__Permintaan Tertulis__:
Tulis ulang seluruh catatan di bawah dengan mengganti "green shrub" menjadi "green bush" di setiap kemunculannya, tanpa mengubah bagian lain. Jangan sertakan gambar dalam jawaban.
☆ ☆ ☆
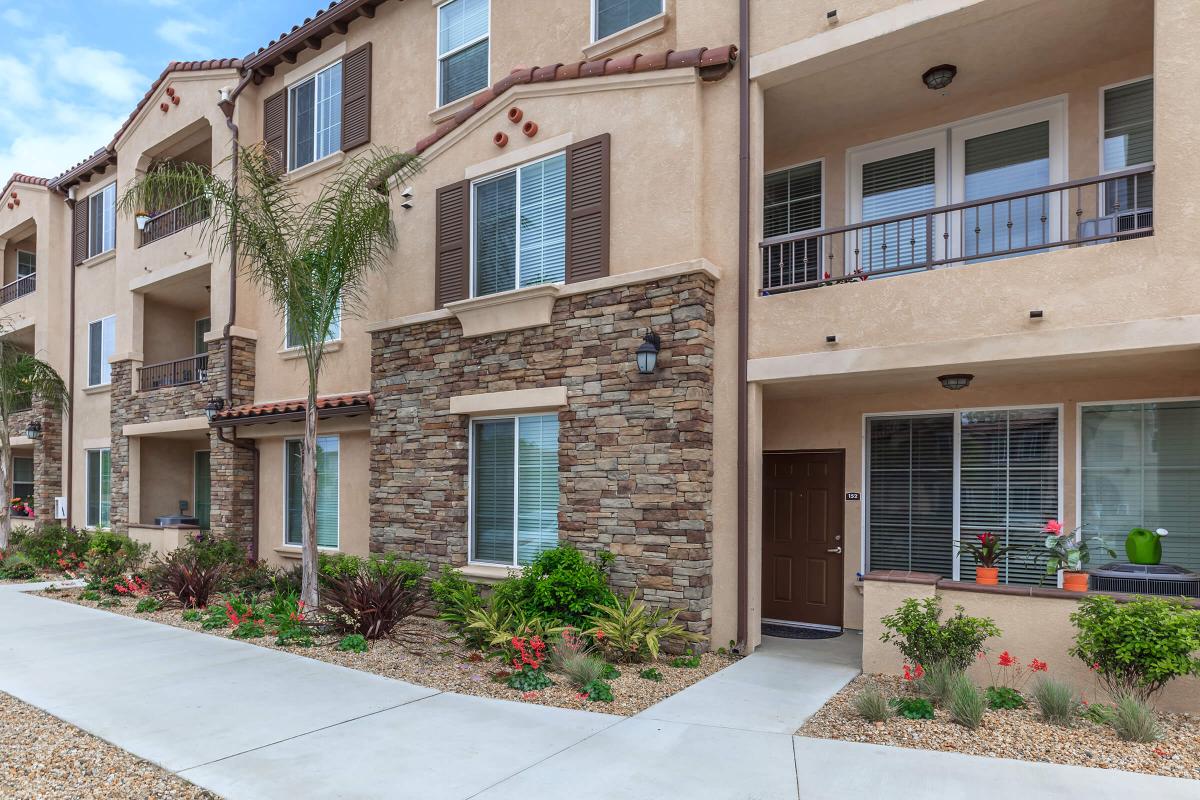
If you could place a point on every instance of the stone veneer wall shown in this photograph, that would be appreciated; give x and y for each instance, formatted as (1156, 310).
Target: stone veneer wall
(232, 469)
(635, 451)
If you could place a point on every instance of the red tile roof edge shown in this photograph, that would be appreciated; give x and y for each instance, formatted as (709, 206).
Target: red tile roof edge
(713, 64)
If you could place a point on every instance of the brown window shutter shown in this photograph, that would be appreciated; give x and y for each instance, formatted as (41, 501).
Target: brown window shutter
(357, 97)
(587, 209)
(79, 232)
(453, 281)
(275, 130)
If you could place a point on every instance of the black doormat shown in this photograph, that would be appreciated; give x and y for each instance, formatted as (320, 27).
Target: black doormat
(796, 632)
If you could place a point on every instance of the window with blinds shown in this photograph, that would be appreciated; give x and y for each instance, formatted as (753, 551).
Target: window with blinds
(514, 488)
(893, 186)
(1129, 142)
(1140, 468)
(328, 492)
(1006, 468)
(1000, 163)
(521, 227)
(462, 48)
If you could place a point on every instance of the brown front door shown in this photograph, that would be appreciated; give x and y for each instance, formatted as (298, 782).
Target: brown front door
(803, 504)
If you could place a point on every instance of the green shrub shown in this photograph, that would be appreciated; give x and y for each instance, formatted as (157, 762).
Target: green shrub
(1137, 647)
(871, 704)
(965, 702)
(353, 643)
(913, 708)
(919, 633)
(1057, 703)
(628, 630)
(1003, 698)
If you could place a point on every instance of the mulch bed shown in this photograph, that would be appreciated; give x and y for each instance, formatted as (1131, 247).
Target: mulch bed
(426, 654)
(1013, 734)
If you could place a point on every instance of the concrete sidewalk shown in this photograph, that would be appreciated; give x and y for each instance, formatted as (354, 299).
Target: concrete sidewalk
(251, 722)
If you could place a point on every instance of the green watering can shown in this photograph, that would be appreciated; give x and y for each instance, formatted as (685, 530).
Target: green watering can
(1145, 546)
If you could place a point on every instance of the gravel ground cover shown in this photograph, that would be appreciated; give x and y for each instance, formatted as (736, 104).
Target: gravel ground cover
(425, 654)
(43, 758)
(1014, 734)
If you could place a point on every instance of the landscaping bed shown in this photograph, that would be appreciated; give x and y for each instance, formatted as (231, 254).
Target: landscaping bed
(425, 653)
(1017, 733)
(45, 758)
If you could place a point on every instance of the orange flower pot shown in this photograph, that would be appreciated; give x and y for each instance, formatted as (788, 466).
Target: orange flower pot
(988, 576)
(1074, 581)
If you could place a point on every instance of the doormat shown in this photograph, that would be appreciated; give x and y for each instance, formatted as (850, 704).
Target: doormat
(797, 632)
☆ ☆ ☆
__Jawaban Tugas__:
If you could place a point on every instance of the stone veneer wall shown in this photograph, that would be appreciated; give x and y for each instance, formatted as (1156, 310).
Target: stone veneer wall
(232, 469)
(635, 451)
If you could place a point on every instance of the red tile roof edge shown in this photograph, that would be appreciated; give x and y for each instance, formatted as (709, 206).
Target: red tile roof edge
(713, 64)
If you could place a point on every instance of the brown window shutter shown in this photograph, that would be appreciated; give x and y for each instance, formatted as (41, 501).
Target: brown window shutter
(357, 97)
(587, 209)
(79, 232)
(453, 281)
(275, 130)
If you could place a point on every instance of the black doormat shown in this photograph, that would be appreciated; give x and y for each instance, formatted as (320, 27).
Target: black doormat
(796, 632)
If you could place a point on every instance of the window with blinds shown in this photograph, that would be appreciated; give x and y for each instance, formatted as (753, 551).
Target: window with blinds
(514, 488)
(893, 186)
(1129, 142)
(1140, 468)
(328, 492)
(1006, 468)
(1000, 163)
(521, 227)
(462, 48)
If you could place a point on every instance of the brown front door shown in this photograph, that would be appreciated; give x and y for each instance, formatted as (298, 782).
Target: brown front door
(803, 504)
If you could place a point on every instance of the green bush shown in this photograph, that would be appreciated; give x and y for each instance, formatted as (157, 762).
Target: green bush
(1137, 647)
(871, 704)
(965, 702)
(353, 643)
(913, 708)
(919, 633)
(1057, 703)
(628, 630)
(1003, 698)
If you could place a point on every instance of the mulch bed shown in this photograph, that would be appreciated; give x and y for each instance, formatted as (1131, 247).
Target: mulch bed
(426, 654)
(1013, 734)
If you could place a point on every instance of the concrete sidewalk shown in this photograph, that would be appreciated; give x and y for each instance, formatted as (354, 299).
Target: concrete sidewalk
(251, 722)
If you could place a point on every instance of the green watering can shown in this photograph, that would be appreciated; give x and y for each instance, formatted as (685, 530).
Target: green watering can
(1145, 546)
If you could place a point on every instance of the gravel ground cover shown in this photograph, that would be appreciated; give x and y for each instance, formatted as (736, 104).
Target: gravel ground cover
(425, 654)
(43, 758)
(1014, 734)
If you could place a point on every instance of the landscaping bed shown in this photograph, that would be appreciated; give x and y for each instance, formatted as (231, 254).
Target: landscaping bed
(425, 653)
(1017, 733)
(45, 758)
If you could place a point on every instance of the orange flower pot shown in this photograph, that would be appreciated; give x and y for each instance, formatted as (788, 466).
Target: orange flower pot
(988, 576)
(1074, 581)
If you could place a point on every instance of the doormat shown in this photograph, that would be appreciated; give x and y for each instance, formatted as (850, 704).
Target: doormat
(797, 632)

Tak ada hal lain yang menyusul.